#### TASK:
Rewrite the entries from the line containing "In this photo, each instance of the asphalt" through the end of the entries as a Markdown table with the columns Row and Line, numbering each line and skipping blank lines. Leave the pictures out.

#### EXTRACTED DATA:
§
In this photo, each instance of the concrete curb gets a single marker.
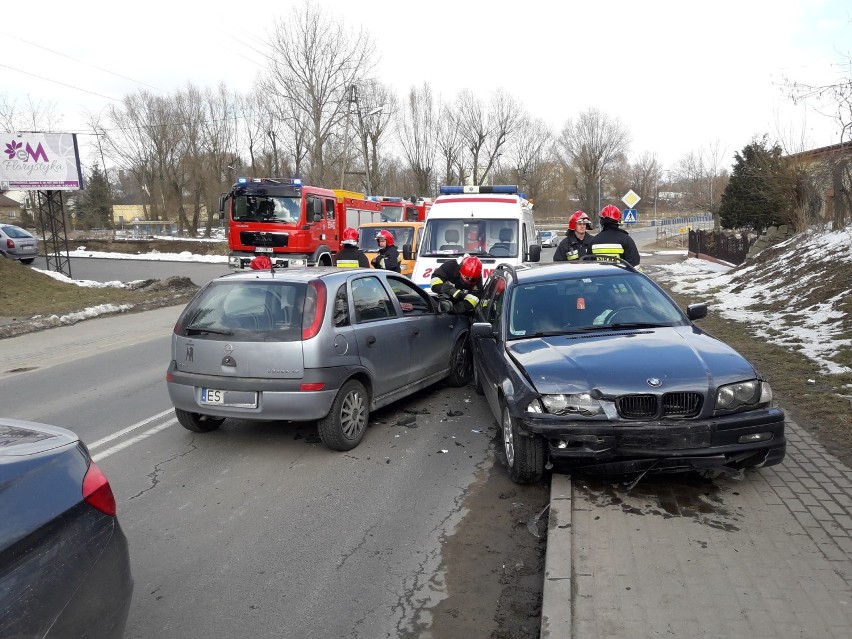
(556, 605)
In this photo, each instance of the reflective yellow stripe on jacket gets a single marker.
(607, 251)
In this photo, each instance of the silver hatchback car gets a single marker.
(324, 344)
(18, 244)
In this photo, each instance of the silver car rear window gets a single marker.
(262, 310)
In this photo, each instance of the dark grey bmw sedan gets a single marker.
(593, 364)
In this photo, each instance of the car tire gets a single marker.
(344, 426)
(461, 363)
(198, 423)
(477, 383)
(525, 454)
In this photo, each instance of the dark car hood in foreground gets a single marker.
(622, 361)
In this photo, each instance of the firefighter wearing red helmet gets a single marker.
(388, 257)
(459, 284)
(350, 256)
(576, 242)
(614, 243)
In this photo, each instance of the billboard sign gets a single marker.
(39, 162)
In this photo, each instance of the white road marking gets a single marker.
(133, 440)
(129, 429)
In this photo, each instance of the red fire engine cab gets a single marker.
(291, 223)
(397, 209)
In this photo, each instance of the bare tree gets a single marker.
(592, 143)
(528, 155)
(314, 61)
(449, 143)
(416, 131)
(645, 174)
(485, 131)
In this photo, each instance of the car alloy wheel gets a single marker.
(344, 426)
(508, 438)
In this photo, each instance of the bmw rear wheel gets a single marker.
(344, 426)
(525, 454)
(198, 423)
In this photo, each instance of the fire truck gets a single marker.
(397, 209)
(291, 223)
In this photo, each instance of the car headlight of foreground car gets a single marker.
(751, 393)
(573, 404)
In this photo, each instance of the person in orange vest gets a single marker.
(614, 243)
(577, 242)
(350, 256)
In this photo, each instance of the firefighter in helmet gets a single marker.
(350, 256)
(388, 256)
(577, 242)
(614, 243)
(458, 283)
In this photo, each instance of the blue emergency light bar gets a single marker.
(291, 181)
(510, 189)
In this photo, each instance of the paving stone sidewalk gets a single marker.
(767, 555)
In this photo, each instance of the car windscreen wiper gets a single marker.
(638, 325)
(197, 328)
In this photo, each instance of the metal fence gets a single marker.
(725, 246)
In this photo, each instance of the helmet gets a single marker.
(387, 235)
(578, 216)
(350, 236)
(260, 263)
(610, 212)
(471, 268)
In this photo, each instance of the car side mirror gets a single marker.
(483, 329)
(535, 253)
(696, 311)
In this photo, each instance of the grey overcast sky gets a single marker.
(680, 75)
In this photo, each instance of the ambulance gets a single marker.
(495, 223)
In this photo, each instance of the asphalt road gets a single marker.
(257, 530)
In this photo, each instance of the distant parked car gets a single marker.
(548, 238)
(592, 364)
(18, 244)
(305, 344)
(64, 563)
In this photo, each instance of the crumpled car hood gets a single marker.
(617, 362)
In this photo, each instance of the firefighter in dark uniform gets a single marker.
(459, 284)
(613, 242)
(388, 257)
(350, 256)
(577, 242)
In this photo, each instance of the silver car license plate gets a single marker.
(240, 399)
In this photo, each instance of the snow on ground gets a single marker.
(800, 264)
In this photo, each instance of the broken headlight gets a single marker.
(567, 404)
(751, 393)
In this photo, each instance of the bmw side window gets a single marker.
(341, 307)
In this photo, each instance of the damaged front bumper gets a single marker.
(748, 439)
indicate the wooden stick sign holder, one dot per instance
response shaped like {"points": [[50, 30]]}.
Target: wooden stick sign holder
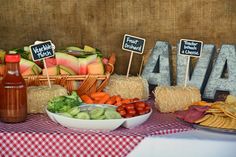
{"points": [[40, 51], [134, 45], [189, 48]]}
§
#### SOLVED EXERCISE:
| Row | Line |
|---|---|
| 1 | In this photo, each instance of the asphalt road gets a single marker. |
| 2 | (257, 530) |
| 3 | In this photo, each instance of the distant parked car gets a single marker. |
| 4 | (548, 238) |
| 5 | (592, 364) |
| 6 | (18, 244) |
| 7 | (305, 344) |
| 8 | (64, 563) |
| 9 | In this photo, each instance of the crumpled car hood gets a single marker. |
| 10 | (617, 362) |
| 11 | In this photo, each instance of the firefighter in dark uniform gets a single marker. |
| 12 | (459, 284) |
| 13 | (613, 242) |
| 14 | (388, 257) |
| 15 | (350, 256) |
| 16 | (577, 242) |
| 17 | In this photo, each instance of the silver car license plate gets a single marker. |
| 18 | (240, 399) |
| 19 | In this photo, each instance of the snow on ground gets a single marker. |
| 20 | (800, 264) |
| 21 | In this photo, each instance of the broken headlight gets a single marker. |
| 22 | (567, 404) |
| 23 | (751, 393) |
| 24 | In this photo, each instance of the bmw side window gets a single marker. |
| 25 | (341, 307) |
| 26 | In this photo, each instance of the damaged front bumper gets a single marker. |
| 27 | (748, 439) |
| 28 | indicate the wooden stick sign holder, one dot per instance |
| 29 | response shaped like {"points": [[50, 30]]}. |
| 30 | Target: wooden stick sign holder |
| 31 | {"points": [[40, 51], [134, 45], [189, 48]]} |